## Passage provided:
##############################

Displaying volumes status info

gluster volume info

Extra Note for a special problem when cloning virtual machines:
Based on:
I’ve cloned the nodes from a single master but got an error about
overlapping export directories from the same peer
when creating a new volume on GlusterFS.
Turns out if you have cloned the nodes then you need to make sure you have updated the UUID in /etc/glusterd/ to actually be unique again.

##############################

Excerpts of pointing data:
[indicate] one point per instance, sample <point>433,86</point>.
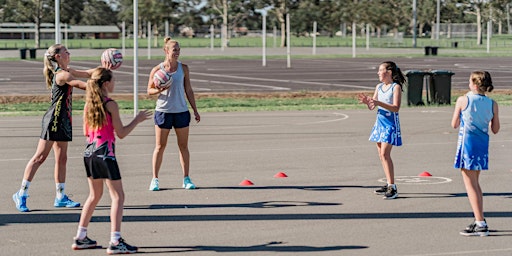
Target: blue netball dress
<point>387,125</point>
<point>473,142</point>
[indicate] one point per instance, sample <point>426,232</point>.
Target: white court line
<point>476,252</point>
<point>286,81</point>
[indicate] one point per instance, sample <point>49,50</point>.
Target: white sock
<point>114,237</point>
<point>81,233</point>
<point>480,223</point>
<point>59,188</point>
<point>24,188</point>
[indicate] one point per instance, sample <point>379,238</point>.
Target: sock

##############################

## Problems to solve:
A: Reproduce the GlusterFS note word for word, between "Displaying volumes status" and "volume on GlusterFS.", inclusive.
B: In the listing, take the lines from its start through the one holding "<point>24,188</point>", inclusive, and change "white" to "pale" wherever it appears, keeping everything else the same. Leave out the picture lines.

## Full solutions:
A:
Displaying volumes status info

gluster volume info

Extra Note for a special problem when cloning virtual machines:
Based on:
I’ve cloned the nodes from a single master but got an error about
overlapping export directories from the same peer
when creating a new volume on GlusterFS.

B:
[indicate] one point per instance, sample <point>433,86</point>.
Target: blue netball dress
<point>387,125</point>
<point>473,142</point>
[indicate] one point per instance, sample <point>426,232</point>.
Target: pale court line
<point>476,252</point>
<point>286,81</point>
[indicate] one point per instance, sample <point>49,50</point>.
Target: pale sock
<point>114,237</point>
<point>81,233</point>
<point>480,223</point>
<point>59,188</point>
<point>24,188</point>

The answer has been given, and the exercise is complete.